## [Work to do]
**1.** Please rewrite the paragraph beginning "Dividend season is in full throttle" from the text on dividends in value investing below as a short bulleted list that keeps its main facts.
**2.** Answer these questions from the text on dividends in value investing below:
(a) What date appears at the top?
(b) According to the text, what does the dividend discount model take as a business's intrinsic worth?
(c) For permanent investments in the equity market, what does the text say a stock is worth?

## [Text extract]

---

Tuesday, 4 June 2013

Theory of Dividends in Value Investing....

Theory of Dividends in Value Investing:

Dividend season is in full throttle and probably one could base their investment decision on the basis of dividend yield in times when the precarious economic situation and general business conditions are challenged. Because it is in times like this when the business with some sort of competitive advantage and pricing power generally sail through smoothly and dividend for these companies doesn’t gets compromised even during tough times. Though the stock valuation may look depressive because of slowing down of earning growth for extraordinary businesses but the dividend and its yields looks more promising. The classical value investment talks about the intrinsic worth of a business is its present value of all cash flows or the dividend discount model talks about the present value of all future dividends (DDM) which remains applicable in a limited context. But, the fact of the matter is whether it is the investment in bonds or equities, what we can get out of the bond as interest and dividend from equity is the actual return for our principal. And here is the context in which dividend yield comes into play for value investing or for taking proper investment decisions. Difference between investment in fixed income and equities hinges upon the fact that a dividend growth adds on to the yields in the long run and the dividend yield can surpass the bond yield in a meaningful way. But the real context of the difference between equity and fixed income return comes into play when it is permanent investment, not speculative trading, and dividend for years to come, not income for the moment only. For permanent investments into equity market, a stock is worth only what you can get out of it i.e., Dividend.

---

Stored data
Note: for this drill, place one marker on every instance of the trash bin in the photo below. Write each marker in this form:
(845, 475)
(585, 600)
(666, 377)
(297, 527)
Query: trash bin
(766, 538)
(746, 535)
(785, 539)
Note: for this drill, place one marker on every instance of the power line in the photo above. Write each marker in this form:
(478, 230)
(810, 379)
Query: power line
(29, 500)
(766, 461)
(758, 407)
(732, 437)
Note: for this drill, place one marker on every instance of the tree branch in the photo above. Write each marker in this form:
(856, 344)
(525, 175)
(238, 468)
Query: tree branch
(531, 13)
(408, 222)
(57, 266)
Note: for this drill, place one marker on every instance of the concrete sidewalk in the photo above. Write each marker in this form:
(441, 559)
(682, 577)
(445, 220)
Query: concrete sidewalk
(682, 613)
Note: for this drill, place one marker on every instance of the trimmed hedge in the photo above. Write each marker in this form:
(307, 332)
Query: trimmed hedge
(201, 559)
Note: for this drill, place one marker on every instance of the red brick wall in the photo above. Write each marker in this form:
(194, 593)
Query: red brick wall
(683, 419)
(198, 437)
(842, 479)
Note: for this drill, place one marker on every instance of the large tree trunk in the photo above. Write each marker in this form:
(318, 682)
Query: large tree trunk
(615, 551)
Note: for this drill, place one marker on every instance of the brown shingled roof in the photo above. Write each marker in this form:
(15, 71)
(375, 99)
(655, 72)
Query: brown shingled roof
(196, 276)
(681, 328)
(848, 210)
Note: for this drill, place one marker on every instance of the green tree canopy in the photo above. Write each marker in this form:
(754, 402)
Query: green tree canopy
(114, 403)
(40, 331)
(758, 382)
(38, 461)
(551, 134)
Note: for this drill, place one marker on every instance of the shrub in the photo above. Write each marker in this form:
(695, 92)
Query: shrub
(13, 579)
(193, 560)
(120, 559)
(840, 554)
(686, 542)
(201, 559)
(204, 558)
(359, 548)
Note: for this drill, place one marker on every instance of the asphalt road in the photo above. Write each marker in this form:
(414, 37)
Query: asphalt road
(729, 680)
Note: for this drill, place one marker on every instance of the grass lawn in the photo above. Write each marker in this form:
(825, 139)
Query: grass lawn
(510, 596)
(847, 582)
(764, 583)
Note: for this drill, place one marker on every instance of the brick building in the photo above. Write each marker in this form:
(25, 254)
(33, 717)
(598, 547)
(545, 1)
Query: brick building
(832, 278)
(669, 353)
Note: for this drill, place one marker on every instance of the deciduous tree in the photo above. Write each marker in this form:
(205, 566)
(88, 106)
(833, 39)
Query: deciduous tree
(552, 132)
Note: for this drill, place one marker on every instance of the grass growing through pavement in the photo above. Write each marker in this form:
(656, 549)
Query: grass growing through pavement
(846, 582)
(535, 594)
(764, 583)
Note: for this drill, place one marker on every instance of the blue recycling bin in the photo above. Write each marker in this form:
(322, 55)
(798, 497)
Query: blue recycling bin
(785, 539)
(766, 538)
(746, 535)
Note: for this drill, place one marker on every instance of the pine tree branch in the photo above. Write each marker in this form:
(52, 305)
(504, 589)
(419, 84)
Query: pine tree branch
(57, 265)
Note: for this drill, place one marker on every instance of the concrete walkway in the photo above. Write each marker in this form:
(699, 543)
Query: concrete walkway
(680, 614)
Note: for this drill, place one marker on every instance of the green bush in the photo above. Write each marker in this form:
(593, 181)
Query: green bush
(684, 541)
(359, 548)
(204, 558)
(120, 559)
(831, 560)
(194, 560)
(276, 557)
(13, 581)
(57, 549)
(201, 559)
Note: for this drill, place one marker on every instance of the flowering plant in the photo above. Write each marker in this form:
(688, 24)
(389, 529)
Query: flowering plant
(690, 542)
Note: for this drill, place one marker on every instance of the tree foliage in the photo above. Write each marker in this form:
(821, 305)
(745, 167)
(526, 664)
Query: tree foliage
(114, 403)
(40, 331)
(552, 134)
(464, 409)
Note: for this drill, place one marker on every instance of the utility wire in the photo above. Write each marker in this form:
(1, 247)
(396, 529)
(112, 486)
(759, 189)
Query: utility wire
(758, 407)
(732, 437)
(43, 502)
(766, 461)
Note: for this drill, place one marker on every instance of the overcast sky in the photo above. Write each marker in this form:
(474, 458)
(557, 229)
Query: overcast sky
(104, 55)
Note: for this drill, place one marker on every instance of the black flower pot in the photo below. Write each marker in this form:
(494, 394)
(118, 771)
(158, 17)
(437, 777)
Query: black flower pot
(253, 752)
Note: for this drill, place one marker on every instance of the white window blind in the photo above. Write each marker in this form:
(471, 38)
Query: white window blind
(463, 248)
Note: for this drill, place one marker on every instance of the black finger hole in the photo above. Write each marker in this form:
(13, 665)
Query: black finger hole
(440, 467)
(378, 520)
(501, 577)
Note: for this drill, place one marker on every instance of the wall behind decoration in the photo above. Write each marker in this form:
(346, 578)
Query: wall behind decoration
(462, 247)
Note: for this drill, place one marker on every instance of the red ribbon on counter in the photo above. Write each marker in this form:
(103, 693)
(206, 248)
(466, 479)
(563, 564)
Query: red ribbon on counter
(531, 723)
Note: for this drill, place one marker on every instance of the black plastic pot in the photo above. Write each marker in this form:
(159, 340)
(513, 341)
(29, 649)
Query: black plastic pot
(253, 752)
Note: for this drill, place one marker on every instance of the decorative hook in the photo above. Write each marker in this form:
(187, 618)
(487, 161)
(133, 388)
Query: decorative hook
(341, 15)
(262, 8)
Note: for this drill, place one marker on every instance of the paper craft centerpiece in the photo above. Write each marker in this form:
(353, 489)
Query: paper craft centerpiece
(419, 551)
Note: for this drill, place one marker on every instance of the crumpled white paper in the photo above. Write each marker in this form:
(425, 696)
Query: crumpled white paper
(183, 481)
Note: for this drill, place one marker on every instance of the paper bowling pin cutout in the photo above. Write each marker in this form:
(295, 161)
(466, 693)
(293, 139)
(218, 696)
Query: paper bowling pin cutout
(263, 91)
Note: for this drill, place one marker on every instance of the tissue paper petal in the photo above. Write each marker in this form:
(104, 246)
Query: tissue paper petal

---

## [List of solutions]
**1.**
- Dividend yield can guide investment decisions when economic and business conditions are difficult.
- Businesses with a competitive advantage and pricing power usually get through tough times without cutting dividends.
- Even when slower earnings growth makes such stocks look depressed, their dividends and yields look more promising.
- Classical value investing treats a business's intrinsic worth as the present value of all its cash flows. The dividend discount model (DDM) uses the present value of all future dividends, but it applies only in a limited context.
- The actual return on principal is the interest from a bond or the dividend from equity, which is why dividend yield matters for value investing.
- Dividend growth adds to yield over the long run, so dividend yield can meaningfully exceed bond yield.
- The difference between equity and fixed-income returns matters most for permanent investment rather than speculative trading, and for dividends over many years rather than immediate income.
- For permanent equity investments, a stock is worth only what you can get out of it, meaning its dividend.

**2.**
(a) Tuesday, 4 June 2013.
(b) The present value of all future dividends.
(c) Only what you can get out of it, that is, the dividend.